* TEXT:

‘The Unknown Saint’ Review: A Searing Dark Comedy That Recalls the Best of the Coen Brothers [Cannes]
Getting the tone right of a black comedy is excruciatingly hard. Go off too far in one direction and it becomes a maudlin mess, too far the other and it feels churlish or mean, making light of a serious situation rather than maintaining that delicate balance that’s satiric rather than scornful. Add religion and faith into the mix and you’ve got pitfalls deep enough to fell even masters of the form. The fact that a first time filmmaker, Alaa Eddine Aljem, manages such a magic trick with his debut The Unknown Saint is thus all the more reason to worship this gem of a film.
Aljem’s story borrows the quiet surrealism of the Coen Brothers to tell the tale of a thief (Younes Bouab) who climbs a hill to bury some loot beside a gnarled tree. Thinking quickly, the thief masks the digging as a burial complete with a roughly hewn rock for a headstone. Arrested by the police but with the lucre safely ensconced, he does his short prison term and returns to reclaim his bounty, finding there’s a small, white-walled building at the site, covering what’s purported by locals to be the resting place of an unknown saint whose very presence grants miracles.

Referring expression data
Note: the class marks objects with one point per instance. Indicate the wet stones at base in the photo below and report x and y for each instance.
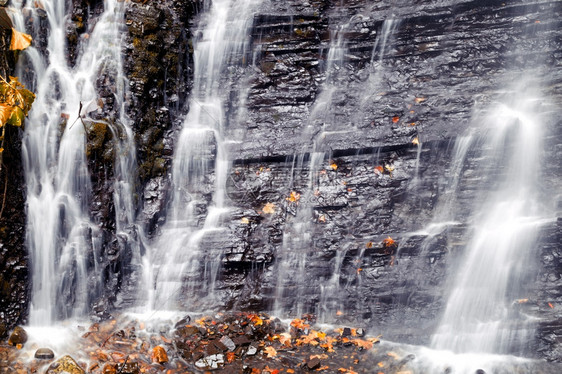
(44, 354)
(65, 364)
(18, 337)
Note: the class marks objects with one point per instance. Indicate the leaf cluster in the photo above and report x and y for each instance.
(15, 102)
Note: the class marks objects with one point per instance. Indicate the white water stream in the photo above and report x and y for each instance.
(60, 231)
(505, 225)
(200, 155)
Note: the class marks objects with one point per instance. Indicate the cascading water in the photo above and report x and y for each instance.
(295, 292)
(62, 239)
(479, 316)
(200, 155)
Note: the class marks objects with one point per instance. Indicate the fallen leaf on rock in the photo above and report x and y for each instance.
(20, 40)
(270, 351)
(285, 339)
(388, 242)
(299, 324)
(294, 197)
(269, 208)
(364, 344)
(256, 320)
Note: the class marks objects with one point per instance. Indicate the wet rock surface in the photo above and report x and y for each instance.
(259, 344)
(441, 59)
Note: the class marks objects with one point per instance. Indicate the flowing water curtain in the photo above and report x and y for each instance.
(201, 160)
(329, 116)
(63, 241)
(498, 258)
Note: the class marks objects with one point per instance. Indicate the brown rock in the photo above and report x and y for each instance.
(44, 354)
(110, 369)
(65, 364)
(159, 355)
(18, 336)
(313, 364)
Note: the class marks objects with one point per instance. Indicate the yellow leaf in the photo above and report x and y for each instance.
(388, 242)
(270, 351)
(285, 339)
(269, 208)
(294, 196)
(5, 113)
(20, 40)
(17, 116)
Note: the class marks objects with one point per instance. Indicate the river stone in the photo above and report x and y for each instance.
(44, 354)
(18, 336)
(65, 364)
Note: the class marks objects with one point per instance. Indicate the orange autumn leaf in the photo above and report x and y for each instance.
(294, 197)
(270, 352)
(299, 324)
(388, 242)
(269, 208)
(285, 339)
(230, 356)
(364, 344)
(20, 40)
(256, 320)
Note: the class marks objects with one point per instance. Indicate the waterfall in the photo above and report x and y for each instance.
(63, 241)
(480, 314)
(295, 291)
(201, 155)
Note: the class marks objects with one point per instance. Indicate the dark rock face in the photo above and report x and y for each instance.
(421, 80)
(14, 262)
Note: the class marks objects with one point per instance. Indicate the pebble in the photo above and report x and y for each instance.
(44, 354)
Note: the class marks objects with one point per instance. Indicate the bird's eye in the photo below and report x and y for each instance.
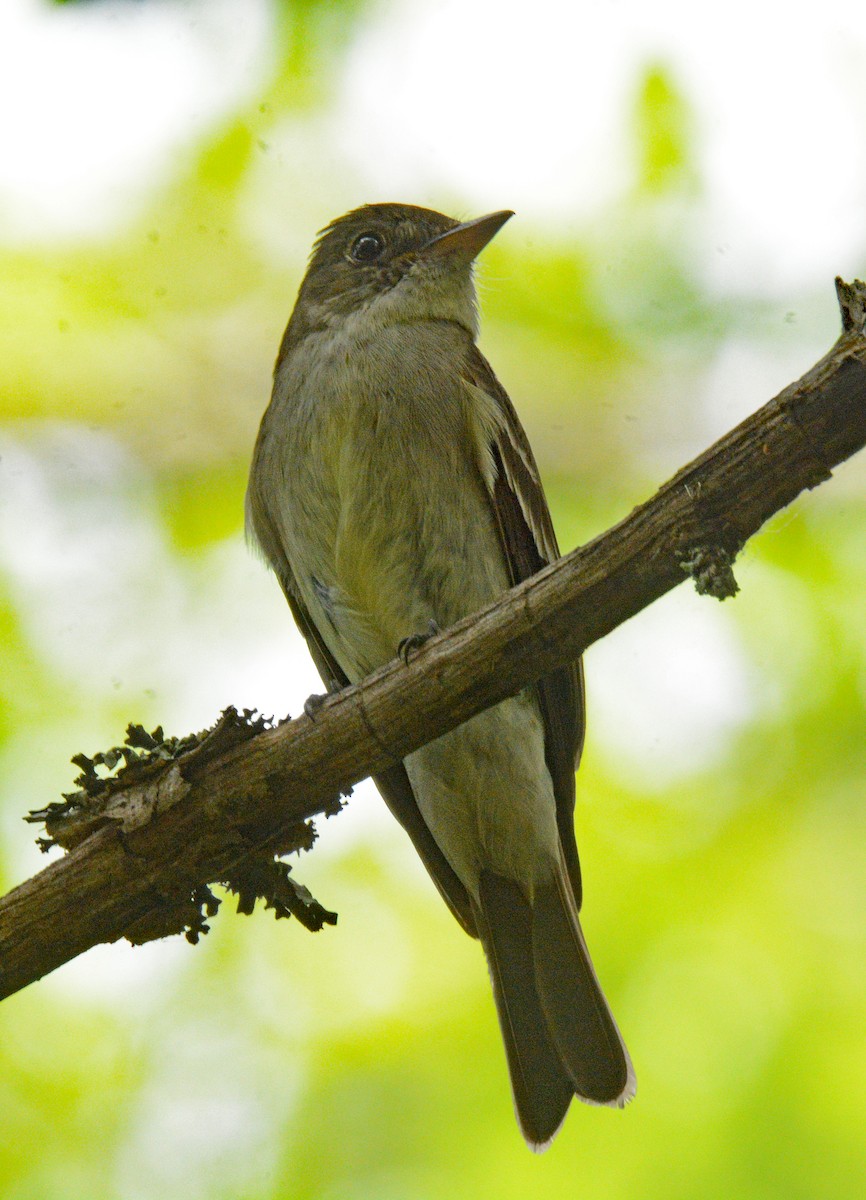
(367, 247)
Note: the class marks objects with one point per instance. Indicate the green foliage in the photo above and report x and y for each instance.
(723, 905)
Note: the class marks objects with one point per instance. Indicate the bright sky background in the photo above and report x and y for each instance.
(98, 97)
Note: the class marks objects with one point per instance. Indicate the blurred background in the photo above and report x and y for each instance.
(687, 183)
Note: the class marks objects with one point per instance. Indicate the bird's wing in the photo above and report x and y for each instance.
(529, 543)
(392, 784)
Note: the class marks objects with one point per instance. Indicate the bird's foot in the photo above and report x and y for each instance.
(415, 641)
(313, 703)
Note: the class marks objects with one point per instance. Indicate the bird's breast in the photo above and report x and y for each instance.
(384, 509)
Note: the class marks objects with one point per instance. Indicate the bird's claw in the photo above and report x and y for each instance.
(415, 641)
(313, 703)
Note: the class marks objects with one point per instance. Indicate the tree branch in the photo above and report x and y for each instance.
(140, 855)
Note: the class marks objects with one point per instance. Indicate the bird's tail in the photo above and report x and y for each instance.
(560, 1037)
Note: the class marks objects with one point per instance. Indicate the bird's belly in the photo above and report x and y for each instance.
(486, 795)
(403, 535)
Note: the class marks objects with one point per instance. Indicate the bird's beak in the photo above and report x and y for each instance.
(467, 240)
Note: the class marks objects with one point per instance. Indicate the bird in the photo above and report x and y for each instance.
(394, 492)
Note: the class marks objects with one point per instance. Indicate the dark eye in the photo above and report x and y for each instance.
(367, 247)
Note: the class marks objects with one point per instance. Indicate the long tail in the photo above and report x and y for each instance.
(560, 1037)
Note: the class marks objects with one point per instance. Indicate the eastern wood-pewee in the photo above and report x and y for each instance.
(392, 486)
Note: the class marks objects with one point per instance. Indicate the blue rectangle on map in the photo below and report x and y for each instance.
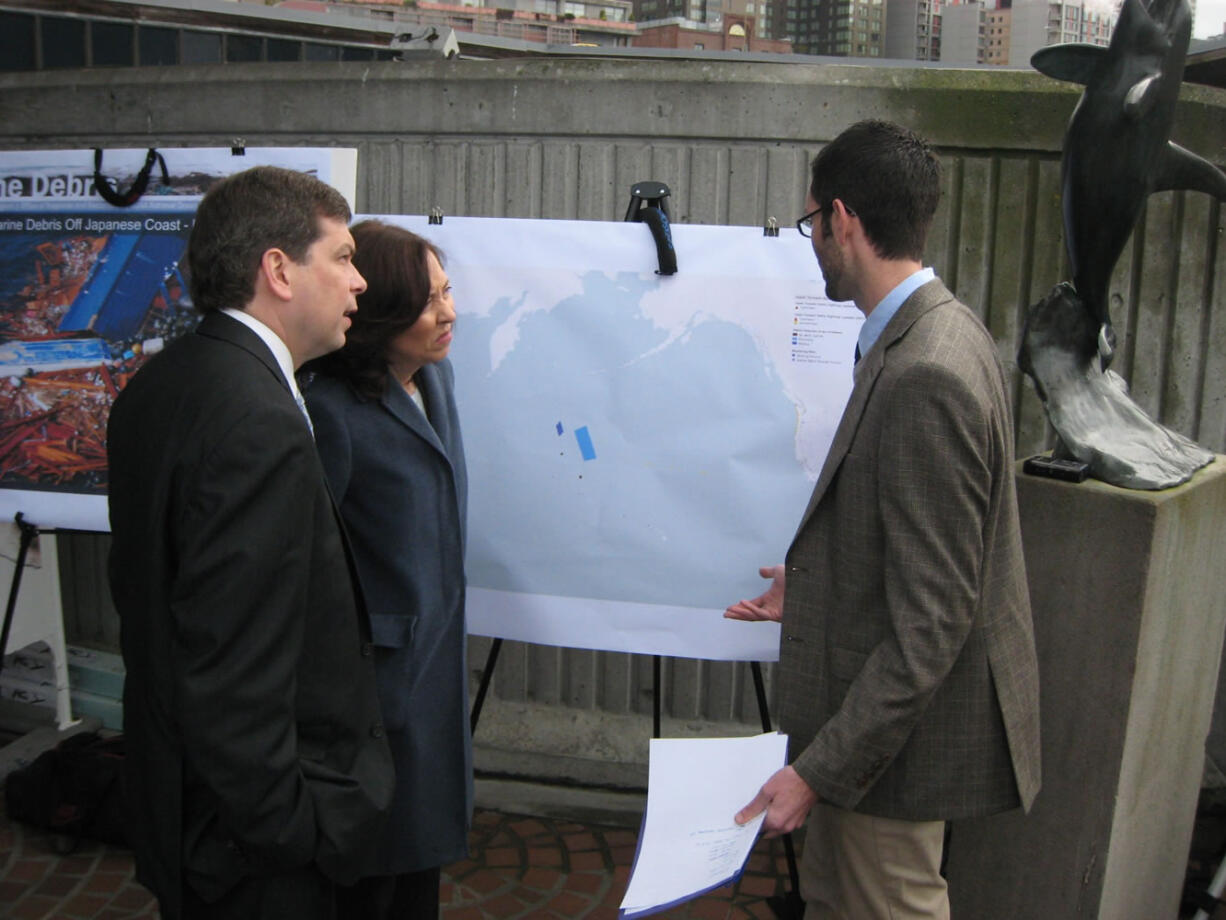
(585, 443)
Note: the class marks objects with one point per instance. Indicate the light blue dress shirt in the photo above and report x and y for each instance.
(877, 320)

...

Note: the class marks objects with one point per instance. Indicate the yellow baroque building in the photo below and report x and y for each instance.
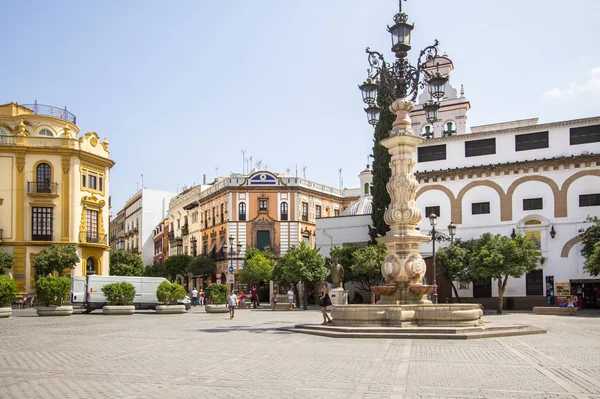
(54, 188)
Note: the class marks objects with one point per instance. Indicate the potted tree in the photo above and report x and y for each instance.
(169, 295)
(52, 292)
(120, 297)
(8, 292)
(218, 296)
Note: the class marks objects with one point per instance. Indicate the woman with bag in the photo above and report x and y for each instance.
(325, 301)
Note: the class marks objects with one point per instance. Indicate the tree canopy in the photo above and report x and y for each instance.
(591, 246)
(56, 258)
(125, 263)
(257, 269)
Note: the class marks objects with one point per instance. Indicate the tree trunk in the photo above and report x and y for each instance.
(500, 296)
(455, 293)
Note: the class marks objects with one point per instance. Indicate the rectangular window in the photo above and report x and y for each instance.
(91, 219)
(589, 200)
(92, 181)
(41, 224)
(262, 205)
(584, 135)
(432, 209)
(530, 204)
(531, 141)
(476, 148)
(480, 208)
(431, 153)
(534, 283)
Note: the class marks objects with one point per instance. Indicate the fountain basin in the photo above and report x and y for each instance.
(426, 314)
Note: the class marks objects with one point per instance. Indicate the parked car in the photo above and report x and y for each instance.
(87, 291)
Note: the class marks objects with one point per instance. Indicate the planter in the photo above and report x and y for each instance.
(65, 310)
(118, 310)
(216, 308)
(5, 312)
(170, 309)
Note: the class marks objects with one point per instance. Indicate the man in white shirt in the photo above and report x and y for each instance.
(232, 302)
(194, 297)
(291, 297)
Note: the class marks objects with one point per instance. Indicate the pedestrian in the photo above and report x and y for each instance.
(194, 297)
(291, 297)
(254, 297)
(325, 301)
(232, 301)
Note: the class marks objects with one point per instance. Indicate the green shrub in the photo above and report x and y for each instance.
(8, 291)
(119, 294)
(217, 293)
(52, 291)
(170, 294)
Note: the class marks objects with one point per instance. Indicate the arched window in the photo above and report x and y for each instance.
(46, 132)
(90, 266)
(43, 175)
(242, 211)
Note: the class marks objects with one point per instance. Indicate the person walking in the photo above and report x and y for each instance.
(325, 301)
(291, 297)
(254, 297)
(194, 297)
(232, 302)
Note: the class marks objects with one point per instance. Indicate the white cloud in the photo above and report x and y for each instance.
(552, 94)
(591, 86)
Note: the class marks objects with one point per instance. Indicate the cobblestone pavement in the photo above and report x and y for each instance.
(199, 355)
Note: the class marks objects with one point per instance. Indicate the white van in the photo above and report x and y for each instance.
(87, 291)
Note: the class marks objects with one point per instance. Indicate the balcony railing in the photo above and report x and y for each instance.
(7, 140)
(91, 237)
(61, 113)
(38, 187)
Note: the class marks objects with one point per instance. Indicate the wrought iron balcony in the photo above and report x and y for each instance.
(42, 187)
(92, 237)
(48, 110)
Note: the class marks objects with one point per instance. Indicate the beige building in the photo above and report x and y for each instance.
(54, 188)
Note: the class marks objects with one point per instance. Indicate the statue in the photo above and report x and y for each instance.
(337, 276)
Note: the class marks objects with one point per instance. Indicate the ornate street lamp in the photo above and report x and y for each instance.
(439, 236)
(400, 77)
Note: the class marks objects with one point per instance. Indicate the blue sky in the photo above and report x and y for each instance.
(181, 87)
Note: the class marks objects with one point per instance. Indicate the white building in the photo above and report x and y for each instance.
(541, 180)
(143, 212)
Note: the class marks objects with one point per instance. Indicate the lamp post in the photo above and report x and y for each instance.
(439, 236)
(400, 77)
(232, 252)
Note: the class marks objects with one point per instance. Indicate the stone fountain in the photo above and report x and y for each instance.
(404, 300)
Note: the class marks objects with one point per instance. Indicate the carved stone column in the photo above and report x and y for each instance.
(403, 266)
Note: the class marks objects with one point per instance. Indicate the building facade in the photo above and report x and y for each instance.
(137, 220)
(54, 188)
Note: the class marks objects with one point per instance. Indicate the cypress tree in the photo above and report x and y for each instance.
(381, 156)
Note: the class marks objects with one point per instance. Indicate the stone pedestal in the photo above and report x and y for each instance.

* ACTIONS TO TAKE:
a) Summarize the review in two sentences.
b) In the review, what does the thief use as a headstone when he disguises his digging as a burial?
c) Return the passage of the review starting at "Aljem’s story borrows" and ending at "presence grants miracles.".

* TASK-BY-TASK ANSWERS:
a) The review praises first-time filmmaker Alaa Eddine Aljem for getting the notoriously difficult tone of a black comedy right in his debut, The Unknown Saint, despite the added pitfalls of religion and faith. Borrowing the quiet surrealism of the Coen Brothers, the film follows a thief who disguises his buried loot as a grave on a hill and, after a short prison term, returns to find a small, white-walled building there, covering what locals claim is the resting place of a miracle-granting unknown saint.

b) A roughly hewn rock.

c)
Aljem’s story borrows the quiet surrealism of the Coen Brothers to tell the tale of a thief (Younes Bouab) who climbs a hill to bury some loot beside a gnarled tree. Thinking quickly, the thief masks the digging as a burial complete with a roughly hewn rock for a headstone. Arrested by the police but with the lucre safely ensconced, he does his short prison term and returns to reclaim his bounty, finding there’s a small, white-walled building at the site, covering what’s purported by locals to be the resting place of an unknown saint whose very presence grants miracles.